# Brief:
Output as a numbered list the lines from the line with "of the large" to the line with "84), (44, 130)]", both included, leaving out blank lines.

# Exercise input:
[BEGIN]

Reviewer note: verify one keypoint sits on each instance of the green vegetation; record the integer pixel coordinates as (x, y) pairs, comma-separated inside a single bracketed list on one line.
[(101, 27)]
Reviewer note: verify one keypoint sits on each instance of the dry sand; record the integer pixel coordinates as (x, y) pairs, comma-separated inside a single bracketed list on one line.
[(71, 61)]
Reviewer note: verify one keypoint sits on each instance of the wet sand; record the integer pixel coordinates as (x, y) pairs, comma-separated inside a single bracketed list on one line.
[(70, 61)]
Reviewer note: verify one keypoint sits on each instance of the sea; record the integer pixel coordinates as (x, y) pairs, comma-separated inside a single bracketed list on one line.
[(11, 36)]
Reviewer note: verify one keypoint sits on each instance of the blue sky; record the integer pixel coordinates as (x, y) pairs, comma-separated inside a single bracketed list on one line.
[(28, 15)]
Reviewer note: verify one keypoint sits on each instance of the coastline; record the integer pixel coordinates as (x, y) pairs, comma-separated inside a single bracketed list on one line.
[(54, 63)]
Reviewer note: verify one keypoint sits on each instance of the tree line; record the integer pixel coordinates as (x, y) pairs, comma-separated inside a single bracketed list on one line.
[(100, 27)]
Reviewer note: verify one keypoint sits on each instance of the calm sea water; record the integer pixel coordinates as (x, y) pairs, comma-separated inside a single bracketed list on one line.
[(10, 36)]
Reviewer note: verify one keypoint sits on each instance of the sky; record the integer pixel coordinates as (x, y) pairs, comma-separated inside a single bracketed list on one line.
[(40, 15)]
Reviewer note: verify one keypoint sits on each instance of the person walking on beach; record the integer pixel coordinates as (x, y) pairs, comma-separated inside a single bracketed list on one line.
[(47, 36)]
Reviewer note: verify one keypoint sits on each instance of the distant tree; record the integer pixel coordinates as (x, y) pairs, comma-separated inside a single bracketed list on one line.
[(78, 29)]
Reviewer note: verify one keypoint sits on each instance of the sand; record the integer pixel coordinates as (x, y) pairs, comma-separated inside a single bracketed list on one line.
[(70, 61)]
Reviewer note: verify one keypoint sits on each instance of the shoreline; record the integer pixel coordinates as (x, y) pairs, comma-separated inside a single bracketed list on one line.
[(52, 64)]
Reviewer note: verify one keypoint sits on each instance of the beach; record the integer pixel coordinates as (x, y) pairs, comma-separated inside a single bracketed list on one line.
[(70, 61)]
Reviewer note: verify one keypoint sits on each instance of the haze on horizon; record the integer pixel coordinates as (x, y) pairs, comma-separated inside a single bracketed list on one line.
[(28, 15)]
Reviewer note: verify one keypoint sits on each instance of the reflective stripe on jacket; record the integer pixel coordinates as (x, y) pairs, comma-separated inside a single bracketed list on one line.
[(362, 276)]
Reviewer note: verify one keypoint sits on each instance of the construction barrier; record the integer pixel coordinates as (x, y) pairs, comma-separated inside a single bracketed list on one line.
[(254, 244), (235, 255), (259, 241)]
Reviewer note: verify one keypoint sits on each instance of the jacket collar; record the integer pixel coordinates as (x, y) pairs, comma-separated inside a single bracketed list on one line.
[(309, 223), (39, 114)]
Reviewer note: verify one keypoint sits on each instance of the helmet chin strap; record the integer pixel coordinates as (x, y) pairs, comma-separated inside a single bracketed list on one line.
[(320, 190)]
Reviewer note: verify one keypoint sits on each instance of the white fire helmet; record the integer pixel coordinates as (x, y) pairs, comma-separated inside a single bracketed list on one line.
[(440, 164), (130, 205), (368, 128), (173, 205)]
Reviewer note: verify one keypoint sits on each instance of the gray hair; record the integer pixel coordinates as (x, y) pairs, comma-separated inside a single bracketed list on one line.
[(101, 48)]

[END]
[BEGIN]

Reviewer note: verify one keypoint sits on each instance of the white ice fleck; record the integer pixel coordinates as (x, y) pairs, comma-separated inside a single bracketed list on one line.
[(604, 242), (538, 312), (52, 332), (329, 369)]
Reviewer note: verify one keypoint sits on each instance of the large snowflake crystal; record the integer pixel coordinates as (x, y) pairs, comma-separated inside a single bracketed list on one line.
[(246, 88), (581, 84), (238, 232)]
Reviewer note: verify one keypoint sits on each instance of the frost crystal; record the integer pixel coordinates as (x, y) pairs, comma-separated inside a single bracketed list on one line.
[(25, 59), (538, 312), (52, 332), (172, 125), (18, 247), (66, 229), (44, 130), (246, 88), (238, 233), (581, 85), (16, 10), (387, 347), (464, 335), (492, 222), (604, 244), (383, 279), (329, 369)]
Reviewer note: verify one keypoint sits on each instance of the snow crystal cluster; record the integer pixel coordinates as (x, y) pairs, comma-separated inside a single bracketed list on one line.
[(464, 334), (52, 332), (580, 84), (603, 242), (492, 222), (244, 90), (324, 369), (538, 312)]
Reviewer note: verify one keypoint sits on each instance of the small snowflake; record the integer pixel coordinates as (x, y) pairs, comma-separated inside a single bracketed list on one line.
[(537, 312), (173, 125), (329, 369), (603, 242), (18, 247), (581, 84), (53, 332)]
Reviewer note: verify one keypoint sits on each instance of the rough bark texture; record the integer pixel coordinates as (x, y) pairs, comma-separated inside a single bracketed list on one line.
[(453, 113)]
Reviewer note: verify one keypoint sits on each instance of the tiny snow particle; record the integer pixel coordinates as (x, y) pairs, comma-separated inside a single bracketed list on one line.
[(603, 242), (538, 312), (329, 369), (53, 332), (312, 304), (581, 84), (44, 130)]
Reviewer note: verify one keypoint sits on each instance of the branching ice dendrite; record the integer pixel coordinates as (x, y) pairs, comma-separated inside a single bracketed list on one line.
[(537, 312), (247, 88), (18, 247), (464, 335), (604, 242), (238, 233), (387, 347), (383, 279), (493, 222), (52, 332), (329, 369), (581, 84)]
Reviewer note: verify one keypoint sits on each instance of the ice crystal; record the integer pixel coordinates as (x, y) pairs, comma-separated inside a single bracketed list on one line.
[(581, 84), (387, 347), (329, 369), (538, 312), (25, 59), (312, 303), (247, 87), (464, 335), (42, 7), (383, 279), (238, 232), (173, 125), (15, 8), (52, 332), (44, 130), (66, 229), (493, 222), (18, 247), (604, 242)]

[END]

# Result of the task:
1. Reviewer note: verify one keypoint sits on each instance of the large snowflake crystal; record the integer pixel coordinates as (x, y) pairs, comma-separated inside a single bracketed list on one line.
2. [(246, 88), (581, 84), (238, 232)]
3. Reviewer note: verify one keypoint sits on each instance of the frost crystal; record the integer pixel coordinates as (x, y) pairs, comma-separated inside a single bracketed list on one line.
4. [(25, 59), (538, 312), (52, 332), (172, 125), (18, 247), (66, 229), (44, 130), (246, 88), (238, 233), (581, 85), (16, 10), (387, 347), (464, 335), (492, 222), (604, 244), (383, 279), (329, 369)]
5. Reviewer note: verify one keypoint sits on each instance of the snow crystal cluster; record the integer pixel coordinates as (x, y) pairs, comma-separated inside a single bracketed list on one line.
6. [(464, 334), (52, 332), (580, 84), (603, 242), (492, 222), (244, 90), (324, 369), (538, 312)]
7. Reviewer note: verify one keypoint sits on each instance of the small snowflake; record the integer pixel coordinates as (x, y) pairs, comma-separated inside a single bracketed list on one line.
8. [(537, 312), (173, 125), (329, 369), (603, 242), (18, 247), (581, 84), (53, 332)]
9. Reviewer note: verify one keypoint sits on each instance of the rough bark texture; record the integer pixel coordinates as (x, y) pairs, comma-separated inside a single bracketed list on one line.
10. [(453, 113)]
11. Reviewer note: verify one keypoint sits on each instance of the tiny snow particle; record the integer pixel coordinates as (x, y) pairs, comma-separated inside a single bracketed list on one line.
12. [(603, 242), (538, 312), (329, 369), (53, 332), (312, 304), (581, 84), (44, 130)]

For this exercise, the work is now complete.